• **Aim of the exercise**:
Skip the pictures and repeat each line of the data exactly.
─── Records for this task
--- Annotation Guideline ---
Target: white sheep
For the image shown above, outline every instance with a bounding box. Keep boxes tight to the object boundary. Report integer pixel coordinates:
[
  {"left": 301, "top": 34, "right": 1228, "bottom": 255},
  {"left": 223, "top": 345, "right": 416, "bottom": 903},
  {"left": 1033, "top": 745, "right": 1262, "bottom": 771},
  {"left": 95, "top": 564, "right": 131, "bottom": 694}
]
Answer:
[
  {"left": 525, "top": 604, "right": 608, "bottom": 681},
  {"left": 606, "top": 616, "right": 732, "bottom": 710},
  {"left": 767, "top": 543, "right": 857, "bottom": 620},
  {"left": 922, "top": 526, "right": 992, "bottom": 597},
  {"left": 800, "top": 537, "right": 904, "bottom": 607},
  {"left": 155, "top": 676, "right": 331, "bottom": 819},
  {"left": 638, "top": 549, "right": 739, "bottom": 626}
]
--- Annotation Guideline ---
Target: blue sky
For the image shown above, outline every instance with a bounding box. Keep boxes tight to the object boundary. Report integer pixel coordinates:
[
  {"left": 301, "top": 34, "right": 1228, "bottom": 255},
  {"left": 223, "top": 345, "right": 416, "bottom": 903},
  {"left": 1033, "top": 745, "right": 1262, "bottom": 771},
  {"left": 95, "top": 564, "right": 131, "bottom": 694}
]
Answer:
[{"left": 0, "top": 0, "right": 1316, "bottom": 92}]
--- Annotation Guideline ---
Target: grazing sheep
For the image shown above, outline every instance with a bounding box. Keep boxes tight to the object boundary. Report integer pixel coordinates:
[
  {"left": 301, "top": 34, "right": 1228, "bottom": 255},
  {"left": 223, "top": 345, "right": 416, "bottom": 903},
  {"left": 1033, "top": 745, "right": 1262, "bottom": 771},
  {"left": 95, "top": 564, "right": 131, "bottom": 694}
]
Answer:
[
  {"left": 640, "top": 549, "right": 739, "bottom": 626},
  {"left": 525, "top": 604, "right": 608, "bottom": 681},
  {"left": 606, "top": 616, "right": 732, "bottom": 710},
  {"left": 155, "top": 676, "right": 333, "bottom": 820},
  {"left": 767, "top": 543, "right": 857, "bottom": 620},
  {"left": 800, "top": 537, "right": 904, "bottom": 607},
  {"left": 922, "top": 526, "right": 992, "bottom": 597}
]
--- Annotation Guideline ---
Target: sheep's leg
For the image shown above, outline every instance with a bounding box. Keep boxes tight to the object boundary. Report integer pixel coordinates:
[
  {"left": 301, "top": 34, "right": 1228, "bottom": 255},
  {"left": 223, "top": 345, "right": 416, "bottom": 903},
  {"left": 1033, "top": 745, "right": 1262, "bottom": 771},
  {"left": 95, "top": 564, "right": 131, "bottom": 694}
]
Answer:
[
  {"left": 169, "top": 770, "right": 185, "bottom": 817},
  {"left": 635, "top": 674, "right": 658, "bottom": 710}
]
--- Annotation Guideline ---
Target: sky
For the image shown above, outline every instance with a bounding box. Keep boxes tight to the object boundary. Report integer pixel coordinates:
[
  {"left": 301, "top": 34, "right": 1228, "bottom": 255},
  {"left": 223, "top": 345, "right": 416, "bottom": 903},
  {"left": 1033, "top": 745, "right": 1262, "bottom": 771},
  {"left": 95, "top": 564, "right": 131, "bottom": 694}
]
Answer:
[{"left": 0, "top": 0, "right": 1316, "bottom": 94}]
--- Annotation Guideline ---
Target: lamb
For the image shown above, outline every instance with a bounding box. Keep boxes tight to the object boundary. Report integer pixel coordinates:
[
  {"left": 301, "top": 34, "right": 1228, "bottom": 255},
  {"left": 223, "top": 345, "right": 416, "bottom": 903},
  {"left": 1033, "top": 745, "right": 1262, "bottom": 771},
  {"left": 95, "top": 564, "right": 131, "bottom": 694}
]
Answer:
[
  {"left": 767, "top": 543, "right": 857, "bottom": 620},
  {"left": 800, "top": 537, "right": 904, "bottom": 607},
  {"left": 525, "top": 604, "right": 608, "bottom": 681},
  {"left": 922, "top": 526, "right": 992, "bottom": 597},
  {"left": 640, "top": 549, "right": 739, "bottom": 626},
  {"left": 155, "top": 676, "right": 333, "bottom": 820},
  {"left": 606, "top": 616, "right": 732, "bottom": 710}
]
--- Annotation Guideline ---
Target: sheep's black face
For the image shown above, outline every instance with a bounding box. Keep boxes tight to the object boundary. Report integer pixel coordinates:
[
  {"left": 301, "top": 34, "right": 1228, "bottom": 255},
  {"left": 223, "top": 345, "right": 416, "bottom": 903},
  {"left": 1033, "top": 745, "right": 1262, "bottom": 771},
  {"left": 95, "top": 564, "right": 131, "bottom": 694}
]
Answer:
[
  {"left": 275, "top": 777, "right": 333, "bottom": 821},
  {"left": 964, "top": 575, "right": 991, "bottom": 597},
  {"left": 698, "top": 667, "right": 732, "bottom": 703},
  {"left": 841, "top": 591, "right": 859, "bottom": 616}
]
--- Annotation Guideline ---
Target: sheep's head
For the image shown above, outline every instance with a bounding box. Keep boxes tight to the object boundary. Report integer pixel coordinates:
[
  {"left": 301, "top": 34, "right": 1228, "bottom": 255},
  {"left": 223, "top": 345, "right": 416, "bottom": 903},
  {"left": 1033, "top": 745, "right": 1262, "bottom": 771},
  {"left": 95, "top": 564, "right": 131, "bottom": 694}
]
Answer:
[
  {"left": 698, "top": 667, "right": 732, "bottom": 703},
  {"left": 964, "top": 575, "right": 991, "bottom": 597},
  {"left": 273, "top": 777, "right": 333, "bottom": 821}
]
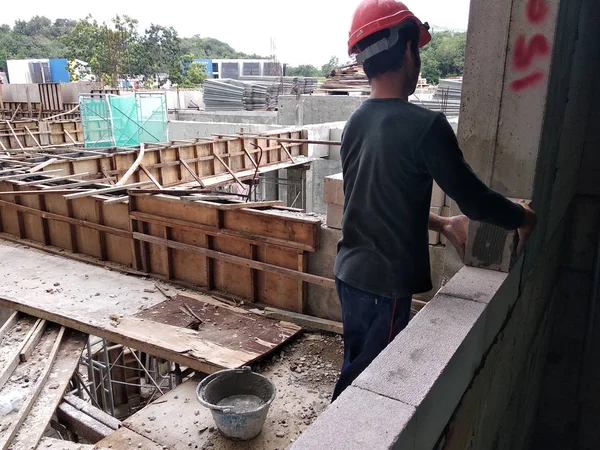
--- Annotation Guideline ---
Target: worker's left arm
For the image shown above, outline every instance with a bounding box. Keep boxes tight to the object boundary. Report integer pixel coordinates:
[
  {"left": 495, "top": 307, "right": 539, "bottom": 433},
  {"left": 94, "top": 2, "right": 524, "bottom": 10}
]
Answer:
──────
• **Solution to this problem**:
--- Annotation Guideline ---
Target: white sheep
For the image shown above, outline every instance with a bounding box. Keep boxes tight to the object boundary. Report integer pixel coordinates:
[
  {"left": 301, "top": 34, "right": 1228, "bottom": 255},
  {"left": 223, "top": 345, "right": 416, "bottom": 903},
  {"left": 1033, "top": 745, "right": 1262, "bottom": 771},
  {"left": 95, "top": 564, "right": 131, "bottom": 694}
]
Answer:
[
  {"left": 525, "top": 604, "right": 608, "bottom": 681},
  {"left": 606, "top": 616, "right": 732, "bottom": 710},
  {"left": 767, "top": 543, "right": 857, "bottom": 620},
  {"left": 922, "top": 526, "right": 992, "bottom": 597},
  {"left": 800, "top": 537, "right": 904, "bottom": 607},
  {"left": 155, "top": 676, "right": 331, "bottom": 819},
  {"left": 638, "top": 549, "right": 739, "bottom": 626}
]
--- Annotation Guideline ---
Target: blue sky
For the image shown above, outline every instance with a bounding box. Keep boxes tight to the object boundary. Report integer pixel coordinates:
[
  {"left": 301, "top": 34, "right": 1228, "bottom": 255},
  {"left": 223, "top": 345, "right": 416, "bottom": 903},
  {"left": 1033, "top": 745, "right": 1262, "bottom": 771},
  {"left": 95, "top": 564, "right": 131, "bottom": 694}
]
Answer:
[{"left": 0, "top": 0, "right": 1316, "bottom": 92}]
--- Annotation Guideline ---
Target: grazing sheep
For the image shown above, outline every instance with a bounding box. Keep boxes tight to the object boundary. Report integer pixel coordinates:
[
  {"left": 301, "top": 34, "right": 1228, "bottom": 255},
  {"left": 223, "top": 345, "right": 416, "bottom": 903},
  {"left": 1033, "top": 745, "right": 1262, "bottom": 771},
  {"left": 95, "top": 564, "right": 131, "bottom": 694}
]
Answer:
[
  {"left": 640, "top": 549, "right": 739, "bottom": 626},
  {"left": 525, "top": 604, "right": 608, "bottom": 681},
  {"left": 606, "top": 616, "right": 732, "bottom": 710},
  {"left": 155, "top": 676, "right": 333, "bottom": 820},
  {"left": 767, "top": 543, "right": 857, "bottom": 620},
  {"left": 800, "top": 537, "right": 904, "bottom": 607},
  {"left": 922, "top": 526, "right": 992, "bottom": 597}
]
--- Annotation Guideline ---
Target: sheep's leg
For the image shown above, outline every instance with a bounding box. Keep boxes tight to the object boundary. Report integer pixel coordinates:
[
  {"left": 301, "top": 34, "right": 1228, "bottom": 255},
  {"left": 223, "top": 345, "right": 416, "bottom": 903},
  {"left": 1033, "top": 745, "right": 1262, "bottom": 771},
  {"left": 95, "top": 564, "right": 131, "bottom": 694}
]
Answer:
[
  {"left": 169, "top": 770, "right": 185, "bottom": 817},
  {"left": 635, "top": 674, "right": 658, "bottom": 710}
]
--- Annotation Guideline ---
Target: sky
For the image shown above, outline every instance with a bounding box. Keep boxes tight to the object boundary. Report integer pixel coordinates:
[
  {"left": 301, "top": 34, "right": 1228, "bottom": 255},
  {"left": 223, "top": 345, "right": 416, "bottom": 903},
  {"left": 1033, "top": 745, "right": 1262, "bottom": 771},
  {"left": 95, "top": 564, "right": 131, "bottom": 694}
]
Answer:
[{"left": 0, "top": 0, "right": 1316, "bottom": 94}]
--- Annotation Guideline ---
Target: lamb
For the image shown above, outline every instance with a bounding box. Keep boxes tight to the object boundary. Report integer pixel coordinates:
[
  {"left": 301, "top": 34, "right": 1228, "bottom": 255},
  {"left": 223, "top": 345, "right": 416, "bottom": 903},
  {"left": 1033, "top": 745, "right": 1262, "bottom": 771},
  {"left": 95, "top": 564, "right": 131, "bottom": 694}
]
Answer:
[
  {"left": 767, "top": 543, "right": 857, "bottom": 620},
  {"left": 800, "top": 537, "right": 904, "bottom": 607},
  {"left": 525, "top": 604, "right": 608, "bottom": 681},
  {"left": 922, "top": 526, "right": 992, "bottom": 597},
  {"left": 640, "top": 549, "right": 739, "bottom": 626},
  {"left": 155, "top": 676, "right": 333, "bottom": 820},
  {"left": 606, "top": 616, "right": 732, "bottom": 710}
]
--- Annotation Guideline ---
Target: sheep's black face
For the image shown above, outline every instance with a bounding box. Keep boxes tight to the object boundary. Report integer pixel coordinates:
[
  {"left": 301, "top": 34, "right": 1228, "bottom": 255},
  {"left": 223, "top": 345, "right": 416, "bottom": 903},
  {"left": 1033, "top": 745, "right": 1262, "bottom": 771},
  {"left": 95, "top": 564, "right": 131, "bottom": 694}
]
Answer:
[
  {"left": 275, "top": 777, "right": 333, "bottom": 821},
  {"left": 964, "top": 575, "right": 991, "bottom": 597},
  {"left": 698, "top": 667, "right": 732, "bottom": 703},
  {"left": 841, "top": 591, "right": 859, "bottom": 616}
]
--- Annotation Guideline ---
Target: sheep's head
For the image shown above, outline every instance with a bounding box. Keep boxes tight to the object boundary. Report integer pixel coordinates:
[
  {"left": 301, "top": 34, "right": 1228, "bottom": 255},
  {"left": 223, "top": 345, "right": 416, "bottom": 903},
  {"left": 1033, "top": 745, "right": 1262, "bottom": 771},
  {"left": 95, "top": 564, "right": 131, "bottom": 694}
]
Answer:
[
  {"left": 698, "top": 667, "right": 732, "bottom": 703},
  {"left": 964, "top": 575, "right": 991, "bottom": 597},
  {"left": 273, "top": 777, "right": 333, "bottom": 821}
]
--- Annotation Guideline ---
Target: worker's left arm
For the image shown above, outline every instance with a bounding box. Keep boxes tight to the object boundary. Report integer pixel coordinates:
[
  {"left": 495, "top": 307, "right": 539, "bottom": 433},
  {"left": 94, "top": 2, "right": 524, "bottom": 10}
]
Answer:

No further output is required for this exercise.